(Tasks for this exercise)
- a) In the review of AMD's Tahiti chip, what pixel fill rate does the 7970 reach in practice in the 3DMark Vantage color fill test?
- b) From the review of AMD's Tahiti chip, write out everything from "Theoreticals & Tessellation" down to "NVIDIA rarely is." word for word.

(Text block)
:::
Theoreticals & Tessellation

From a rendering perspective one of the most interesting things AMD did with Tahiti was what they didn’t do: they didn’t add more ROPs, they didn’t add more geometry engines. And yet based on our game performance they’ve clearly improved on their performance in those situations by making more efficient use of the hardware they do have.

So we wanted to take a quick look at synthetic performance to see what these tools had to say about AMD’s changes. We’ve included the numbers for every other GPU in our lineup as a reference point, but we would strongly suggest against reading into them too much. AMD versus AMD is sometimes relevant to real world performance; AMD versus NVIDIA rarely is.

Theoretical: 3DMark Vantage Pixel Fill

We’ll start with 3DMark Vantage and its color fill test. This is basically a ROP test that attempts to have a GPU’s ROPs blend as many pixels as it can. Theoretically AMD can do 32 color operations per clock on Tahiti, which at 925MHz for 7970 means the theoretical limit is 29.6Gpix/sec; not that any architecture is ever that efficient. In practice 7970 hits 13.33Gpix/sec, which is still well short of the theoretical maximum, but pay close attention to 7970’s performance relative to 6970. Even with the same number of ROPs and a similar theoretical performance limit (29.6 vs 28.16), 7970 is pushing 51% more pixels than 6970 is.

In designing Tahiti AMD said that they didn’t need more ROPs they just needed more efficient ROPs, and it looks like they’ve delivered on this. It’s not clear whether this is the limit for efficiency or if AMD can squeeze more out of their ROPs in future designs, but this definitely helps to prove that there’s more to graphics rendering than a large number of functional units.
:::
(Supplied data)

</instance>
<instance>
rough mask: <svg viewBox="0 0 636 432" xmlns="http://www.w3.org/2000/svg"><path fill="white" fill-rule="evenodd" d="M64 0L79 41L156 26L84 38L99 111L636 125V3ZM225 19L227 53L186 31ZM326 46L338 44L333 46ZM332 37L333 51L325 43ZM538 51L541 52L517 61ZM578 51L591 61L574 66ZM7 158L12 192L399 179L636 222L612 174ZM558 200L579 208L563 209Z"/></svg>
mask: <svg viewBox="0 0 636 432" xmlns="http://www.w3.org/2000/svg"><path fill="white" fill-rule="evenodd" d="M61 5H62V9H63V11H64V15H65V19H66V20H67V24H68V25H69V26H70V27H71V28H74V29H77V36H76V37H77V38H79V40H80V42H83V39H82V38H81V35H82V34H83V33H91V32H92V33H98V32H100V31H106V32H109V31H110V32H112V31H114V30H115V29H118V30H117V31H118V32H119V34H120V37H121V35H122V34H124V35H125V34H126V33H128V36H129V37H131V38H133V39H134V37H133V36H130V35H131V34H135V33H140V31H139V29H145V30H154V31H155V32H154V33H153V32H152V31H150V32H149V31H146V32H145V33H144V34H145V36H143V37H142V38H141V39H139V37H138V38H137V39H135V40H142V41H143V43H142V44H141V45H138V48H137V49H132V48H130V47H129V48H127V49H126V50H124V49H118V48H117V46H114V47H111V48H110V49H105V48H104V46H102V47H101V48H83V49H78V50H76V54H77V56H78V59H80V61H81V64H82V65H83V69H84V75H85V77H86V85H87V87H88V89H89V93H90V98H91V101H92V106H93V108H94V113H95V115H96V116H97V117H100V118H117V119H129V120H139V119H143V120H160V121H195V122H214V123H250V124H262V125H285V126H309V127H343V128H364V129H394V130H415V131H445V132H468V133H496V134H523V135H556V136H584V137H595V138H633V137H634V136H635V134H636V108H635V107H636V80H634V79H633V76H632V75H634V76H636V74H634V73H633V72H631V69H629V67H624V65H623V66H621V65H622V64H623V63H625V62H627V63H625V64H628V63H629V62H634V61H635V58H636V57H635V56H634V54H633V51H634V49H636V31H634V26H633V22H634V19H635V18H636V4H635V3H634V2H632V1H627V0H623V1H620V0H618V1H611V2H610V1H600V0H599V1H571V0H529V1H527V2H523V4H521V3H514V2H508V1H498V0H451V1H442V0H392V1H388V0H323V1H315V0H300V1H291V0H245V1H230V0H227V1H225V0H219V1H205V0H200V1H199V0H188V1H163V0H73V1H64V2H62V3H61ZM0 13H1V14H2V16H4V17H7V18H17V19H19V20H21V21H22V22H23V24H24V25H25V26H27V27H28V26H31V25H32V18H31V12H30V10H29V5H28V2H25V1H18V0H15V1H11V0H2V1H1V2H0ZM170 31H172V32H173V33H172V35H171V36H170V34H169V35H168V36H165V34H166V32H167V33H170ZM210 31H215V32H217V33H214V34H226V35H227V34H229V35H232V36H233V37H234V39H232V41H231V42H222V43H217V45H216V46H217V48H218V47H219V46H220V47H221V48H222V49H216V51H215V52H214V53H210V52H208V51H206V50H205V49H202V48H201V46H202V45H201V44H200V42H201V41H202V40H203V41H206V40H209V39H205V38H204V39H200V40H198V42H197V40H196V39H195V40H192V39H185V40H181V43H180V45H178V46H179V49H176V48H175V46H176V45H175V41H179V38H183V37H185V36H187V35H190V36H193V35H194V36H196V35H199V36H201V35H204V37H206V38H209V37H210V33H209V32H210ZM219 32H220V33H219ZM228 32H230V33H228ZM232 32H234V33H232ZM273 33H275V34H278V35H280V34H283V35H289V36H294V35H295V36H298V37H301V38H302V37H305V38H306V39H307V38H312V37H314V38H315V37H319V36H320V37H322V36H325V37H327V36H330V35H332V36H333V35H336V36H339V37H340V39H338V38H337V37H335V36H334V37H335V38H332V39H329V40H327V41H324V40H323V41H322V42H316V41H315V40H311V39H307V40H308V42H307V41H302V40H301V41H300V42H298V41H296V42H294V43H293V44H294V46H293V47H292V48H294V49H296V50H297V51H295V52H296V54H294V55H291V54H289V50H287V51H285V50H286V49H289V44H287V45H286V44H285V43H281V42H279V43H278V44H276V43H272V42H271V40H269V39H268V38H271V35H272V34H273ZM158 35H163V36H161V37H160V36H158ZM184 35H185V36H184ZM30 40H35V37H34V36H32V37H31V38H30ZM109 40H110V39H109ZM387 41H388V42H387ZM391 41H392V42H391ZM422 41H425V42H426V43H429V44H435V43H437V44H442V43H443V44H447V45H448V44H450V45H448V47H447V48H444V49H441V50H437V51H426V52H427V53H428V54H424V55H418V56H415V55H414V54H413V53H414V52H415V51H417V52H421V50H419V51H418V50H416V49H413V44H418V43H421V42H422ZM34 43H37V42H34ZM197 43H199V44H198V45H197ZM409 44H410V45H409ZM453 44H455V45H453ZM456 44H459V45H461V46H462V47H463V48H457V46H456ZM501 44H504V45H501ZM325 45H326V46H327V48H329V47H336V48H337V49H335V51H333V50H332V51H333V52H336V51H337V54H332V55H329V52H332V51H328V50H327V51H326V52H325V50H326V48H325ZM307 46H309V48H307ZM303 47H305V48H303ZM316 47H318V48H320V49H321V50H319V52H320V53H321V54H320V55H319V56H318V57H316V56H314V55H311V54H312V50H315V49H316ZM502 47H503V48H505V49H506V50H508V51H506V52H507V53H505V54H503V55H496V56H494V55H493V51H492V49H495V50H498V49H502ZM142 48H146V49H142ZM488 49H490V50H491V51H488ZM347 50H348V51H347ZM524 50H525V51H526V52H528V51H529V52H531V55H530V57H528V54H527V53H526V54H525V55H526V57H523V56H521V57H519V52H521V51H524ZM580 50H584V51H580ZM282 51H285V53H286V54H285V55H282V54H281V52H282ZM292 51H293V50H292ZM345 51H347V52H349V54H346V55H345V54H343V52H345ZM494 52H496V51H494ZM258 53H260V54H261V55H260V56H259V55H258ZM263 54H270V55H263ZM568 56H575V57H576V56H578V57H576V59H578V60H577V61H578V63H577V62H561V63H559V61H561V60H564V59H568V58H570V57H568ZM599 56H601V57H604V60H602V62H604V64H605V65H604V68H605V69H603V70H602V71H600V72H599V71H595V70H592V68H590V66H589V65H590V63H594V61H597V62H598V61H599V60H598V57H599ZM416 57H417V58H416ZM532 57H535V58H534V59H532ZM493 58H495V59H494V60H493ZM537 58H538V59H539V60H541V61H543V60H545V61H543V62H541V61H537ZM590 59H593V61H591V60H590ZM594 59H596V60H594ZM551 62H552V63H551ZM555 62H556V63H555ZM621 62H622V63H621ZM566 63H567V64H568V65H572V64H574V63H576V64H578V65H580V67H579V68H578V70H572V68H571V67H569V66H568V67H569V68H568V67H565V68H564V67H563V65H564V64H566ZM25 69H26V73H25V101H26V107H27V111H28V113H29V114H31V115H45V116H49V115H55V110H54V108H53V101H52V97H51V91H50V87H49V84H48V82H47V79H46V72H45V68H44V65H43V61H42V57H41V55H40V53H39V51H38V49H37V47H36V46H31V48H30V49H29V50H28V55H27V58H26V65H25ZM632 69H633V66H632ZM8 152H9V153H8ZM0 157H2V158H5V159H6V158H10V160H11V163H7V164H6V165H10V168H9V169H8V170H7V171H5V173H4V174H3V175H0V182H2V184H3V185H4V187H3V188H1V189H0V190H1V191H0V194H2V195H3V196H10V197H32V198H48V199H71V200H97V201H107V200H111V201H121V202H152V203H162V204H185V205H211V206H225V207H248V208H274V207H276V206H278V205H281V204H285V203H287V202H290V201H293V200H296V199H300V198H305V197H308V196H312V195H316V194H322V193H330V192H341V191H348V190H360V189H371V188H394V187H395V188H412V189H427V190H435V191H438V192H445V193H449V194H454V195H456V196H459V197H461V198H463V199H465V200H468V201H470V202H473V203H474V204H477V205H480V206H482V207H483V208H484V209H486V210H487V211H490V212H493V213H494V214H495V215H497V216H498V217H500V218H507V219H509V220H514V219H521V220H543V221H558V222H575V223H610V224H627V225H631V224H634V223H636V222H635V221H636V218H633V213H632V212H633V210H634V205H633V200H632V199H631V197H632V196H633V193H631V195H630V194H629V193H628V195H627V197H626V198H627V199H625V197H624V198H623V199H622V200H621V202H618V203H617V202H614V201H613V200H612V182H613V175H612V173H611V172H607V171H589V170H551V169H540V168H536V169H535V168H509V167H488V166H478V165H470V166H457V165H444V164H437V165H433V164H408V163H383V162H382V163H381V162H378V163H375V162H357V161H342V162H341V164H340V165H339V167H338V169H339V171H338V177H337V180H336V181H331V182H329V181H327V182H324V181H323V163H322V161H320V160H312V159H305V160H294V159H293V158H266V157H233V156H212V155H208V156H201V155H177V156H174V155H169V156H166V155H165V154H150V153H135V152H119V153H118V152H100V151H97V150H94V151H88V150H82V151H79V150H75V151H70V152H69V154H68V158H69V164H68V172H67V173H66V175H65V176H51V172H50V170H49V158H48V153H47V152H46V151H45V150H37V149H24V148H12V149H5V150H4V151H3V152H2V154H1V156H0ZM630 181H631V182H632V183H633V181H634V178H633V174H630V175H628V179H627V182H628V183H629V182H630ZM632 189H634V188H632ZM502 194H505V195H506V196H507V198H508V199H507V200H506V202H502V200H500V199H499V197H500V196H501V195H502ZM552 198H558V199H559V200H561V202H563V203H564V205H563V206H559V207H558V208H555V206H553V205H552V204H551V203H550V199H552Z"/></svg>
:::
(Exercise responses)
- a) 13.33Gpix/sec

- b)
Theoreticals & Tessellation

From a rendering perspective one of the most interesting things AMD did with Tahiti was what they didn’t do: they didn’t add more ROPs, they didn’t add more geometry engines. And yet based on our game performance they’ve clearly improved on their performance in those situations by making more efficient use of the hardware they do have.

So we wanted to take a quick look at synthetic performance to see what these tools had to say about AMD’s changes. We’ve included the numbers for every other GPU in our lineup as a reference point, but we would strongly suggest against reading into them too much. AMD versus AMD is sometimes relevant to real world performance; AMD versus NVIDIA rarely is.